Мотив убийства, безусловно, очень подробно разрабатывается в современном постум-нарративе, иногда в отчасти детективном духе, как в романе О. Памука «Меня зовут Красный» (1998), где сам убитый рассказчик не знает и не может раскрыть читателю имя своего убийцы.

8. Сразу же остановимся на мотиве посмертной мести. Например, в лукиановском диалоге «Переправа, или Тиран» Мегапенф, которого по смерти оскорбляет его раб, мечтает об отмщении:

Мой раб Карион, лишь только увидел, что я умер, поздно вечером пришел в комнату, где я лежал, - это было легко сделать, ибо меня даже не караулил никто, - и привел мою наложницу Гликерию (я думаю, они уже давно сошлись), запер дверь и так обошелся с ней, как будто в помещении никого не было <...> Внутри у меня все горело от оскорбления, но я все-таки не мог ничего ему сделать, так как закостенел и застыл. <...> Ах! если бы я их поймал. [Лукиан 2001, I, 350-351].

Суть задания:
Выведите приведенный выше фрагмент о мотивах убийства и посмертной мести целиком, ничего в нем не меняя.

Исходные данные:
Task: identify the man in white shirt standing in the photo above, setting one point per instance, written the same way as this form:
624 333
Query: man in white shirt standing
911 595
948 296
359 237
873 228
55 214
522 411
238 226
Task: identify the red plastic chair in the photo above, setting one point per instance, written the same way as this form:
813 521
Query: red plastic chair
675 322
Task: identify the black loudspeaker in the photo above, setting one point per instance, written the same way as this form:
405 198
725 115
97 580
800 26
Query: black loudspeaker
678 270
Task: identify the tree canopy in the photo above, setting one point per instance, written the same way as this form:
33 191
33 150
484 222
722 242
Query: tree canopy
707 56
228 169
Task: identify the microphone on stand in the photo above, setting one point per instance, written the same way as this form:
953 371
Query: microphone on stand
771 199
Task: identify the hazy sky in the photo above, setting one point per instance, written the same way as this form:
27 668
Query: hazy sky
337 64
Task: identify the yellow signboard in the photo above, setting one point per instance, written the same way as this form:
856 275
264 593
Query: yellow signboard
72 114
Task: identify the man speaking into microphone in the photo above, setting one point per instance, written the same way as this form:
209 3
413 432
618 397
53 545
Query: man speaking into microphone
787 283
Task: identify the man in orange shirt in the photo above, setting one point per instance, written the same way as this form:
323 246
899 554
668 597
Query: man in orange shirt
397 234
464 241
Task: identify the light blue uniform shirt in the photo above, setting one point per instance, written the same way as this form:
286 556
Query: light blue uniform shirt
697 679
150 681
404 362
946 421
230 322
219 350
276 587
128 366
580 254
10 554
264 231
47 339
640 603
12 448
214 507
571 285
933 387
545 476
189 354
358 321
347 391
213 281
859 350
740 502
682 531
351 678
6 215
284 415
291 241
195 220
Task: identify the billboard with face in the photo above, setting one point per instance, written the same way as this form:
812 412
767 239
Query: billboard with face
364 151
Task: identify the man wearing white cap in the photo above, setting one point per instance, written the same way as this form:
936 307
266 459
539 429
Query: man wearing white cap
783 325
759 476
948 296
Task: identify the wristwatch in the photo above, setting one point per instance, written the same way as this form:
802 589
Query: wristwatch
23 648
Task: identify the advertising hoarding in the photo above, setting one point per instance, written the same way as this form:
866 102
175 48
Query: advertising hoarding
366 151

* * *

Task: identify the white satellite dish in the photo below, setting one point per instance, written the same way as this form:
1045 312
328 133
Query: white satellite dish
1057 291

---

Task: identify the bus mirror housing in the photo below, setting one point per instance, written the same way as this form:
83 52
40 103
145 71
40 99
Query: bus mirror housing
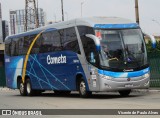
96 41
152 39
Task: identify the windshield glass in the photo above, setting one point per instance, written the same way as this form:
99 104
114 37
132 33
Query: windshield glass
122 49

Ожидаемый результат:
Мотив убийства, безусловно, очень подробно разрабатывается в современном постум-нарративе, иногда в отчасти детективном духе, как в романе О. Памука «Меня зовут Красный» (1998), где сам убитый рассказчик не знает и не может раскрыть читателю имя своего убийцы.

8. Сразу же остановимся на мотиве посмертной мести. Например, в лукиановском диалоге «Переправа, или Тиран» Мегапенф, которого по смерти оскорбляет его раб, мечтает об отмщении:

Мой раб Карион, лишь только увидел, что я умер, поздно вечером пришел в комнату, где я лежал, - это было легко сделать, ибо меня даже не караулил никто, - и привел мою наложницу Гликерию (я думаю, они уже давно сошлись), запер дверь и так обошелся с ней, как будто в помещении никого не было <...> Внутри у меня все горело от оскорбления, но я все-таки не мог ничего ему сделать, так как закостенел и застыл. <...> Ах! если бы я их поймал. [Лукиан 2001, I, 350-351].